Task directions:
The records below must be output exactly, without pictures.

Dataset entries:
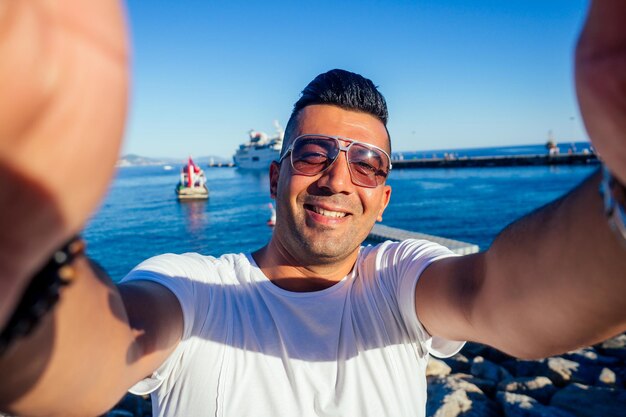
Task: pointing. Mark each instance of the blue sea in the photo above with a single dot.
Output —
(141, 217)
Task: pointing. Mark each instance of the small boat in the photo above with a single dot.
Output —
(192, 184)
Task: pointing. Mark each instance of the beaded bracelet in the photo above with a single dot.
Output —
(42, 292)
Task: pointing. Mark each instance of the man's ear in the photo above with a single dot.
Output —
(384, 202)
(274, 174)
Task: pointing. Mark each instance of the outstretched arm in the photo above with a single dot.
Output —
(555, 279)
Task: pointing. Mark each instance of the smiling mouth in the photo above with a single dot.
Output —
(326, 213)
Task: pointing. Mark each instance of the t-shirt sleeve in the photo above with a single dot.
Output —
(408, 259)
(179, 274)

Answer in full:
Task: pointing. Mark each instance of the blue sea in the photo above with a single dot.
Output —
(141, 217)
Task: pointing. Mark each instance of the small boat in the photo above with a single dot.
Output —
(192, 184)
Task: pointing. Mark each instance of the beaded bracelet in the photo above with a single dot.
Output —
(42, 292)
Task: pointing. Mark each instance of the man's ear in the photo above with a single dot.
Output —
(384, 202)
(274, 174)
Task: pointing. Mark each instance of the outstretched arm in the photo above with a single dot.
Output —
(555, 279)
Task: pointing. Mark each instance of the smiling mouth in the photo above with a single dot.
Output —
(326, 213)
Task: pointing. Mark each instance of the t-shirt sleeve in the photo above with a single dot.
Output —
(408, 259)
(179, 274)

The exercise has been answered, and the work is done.